OBJECTIVE: Reproduce the interview text from "This is the" down to "into legal tech?", substituting "junior" wherever "trainee" appears.

PAGE EXCERPT:
Innovation and Legal Tech: part 2 with Adam Hunter

Industry Insights

Louise Anderson

Louise Anderson

Innovation and Legal Tech: part 2 with Adam Hunter

This is the second of a three part series examining legal technology and how junior lawyers are driving innovation. Harry spoke to three of The Legal Technologists’s top 10 most innovative junior lawyers to ask them about their journey, experiences and advice they would give.

In this part, we introduce you to Adam Hunter. Adam is a trainee solicitor with Clifford Chance on the firm’s new legal tech Ignite programme.

How did you get into legal tech? 

At university I founded my own legal tech called App Buddy. It was effectively a chat bot was built into Facebook Messenger, where students could message in for free and get application advice. I was noticing that a lot of people were coming to me with very similar questions and I thought that there was a way we could use technology to automate some of these questions. I also thought that it may help students who potentially didn’t have the confidence to approach recruiters at law fairs, so I thought to help improve diversity and social mobility I would build this app that students could log into and ask questions without the pressure of saying something wrong to a recruiter. I pitched it to a number of firms in the city and 8 signed up to it, including Clifford-Chance. It was used by just over 2000 students from a number of universities and that's when I really started to become interested in the intersection between law and technology, looking at how we can make the archaic advice that we provide relevant for the 21st Century tech clients. The milk round is an old concept, that's very elitist and restrictive to a few universities when you can actually use technology to open up the legal market to alot more students.

RECORDED DATA:
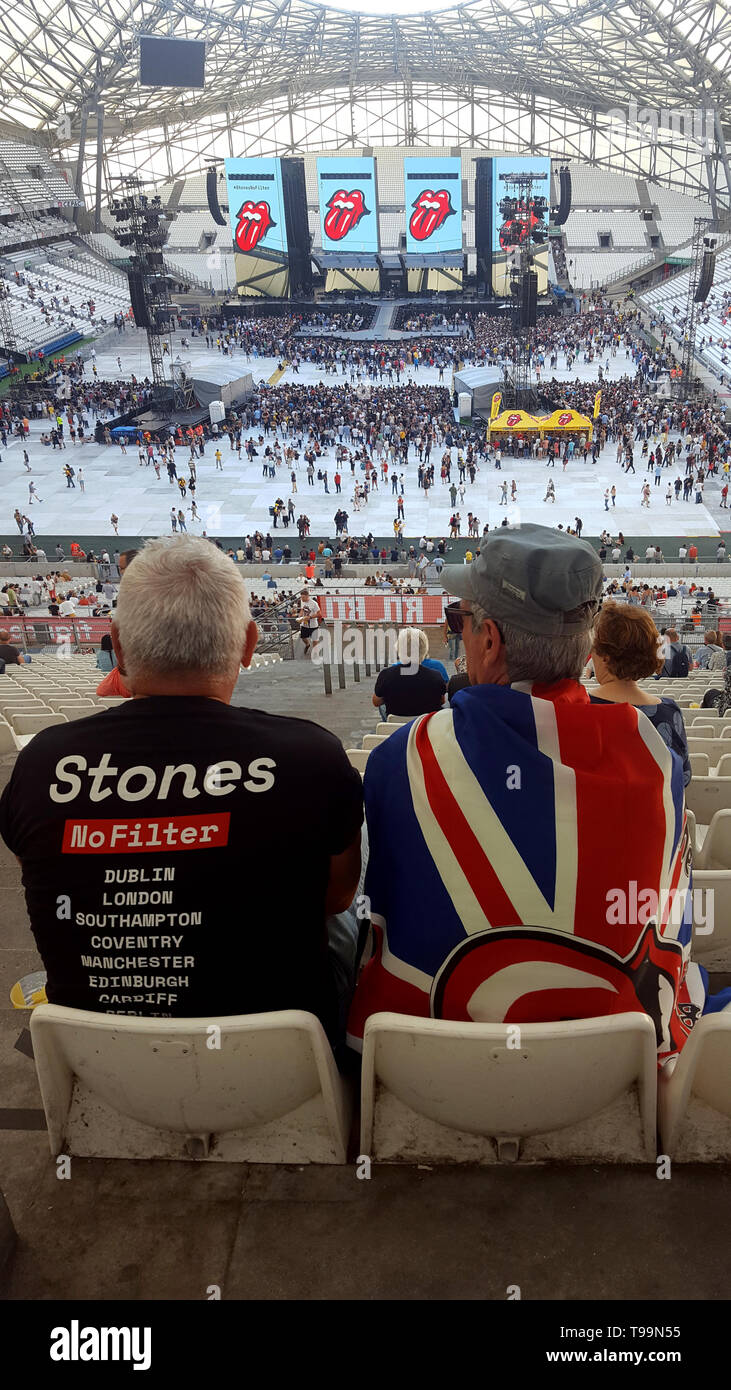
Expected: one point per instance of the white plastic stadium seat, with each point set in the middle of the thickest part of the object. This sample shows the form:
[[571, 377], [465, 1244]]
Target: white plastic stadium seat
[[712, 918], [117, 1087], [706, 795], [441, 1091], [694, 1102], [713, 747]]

CORRECT OUTPUT:
This is the second of a three part series examining legal technology and how junior lawyers are driving innovation. Harry spoke to three of The Legal Technologists’s top 10 most innovative junior lawyers to ask them about their journey, experiences and advice they would give.

In this part, we introduce you to Adam Hunter. Adam is a junior solicitor with Clifford Chance on the firm’s new legal tech Ignite programme.

How did you get into legal tech?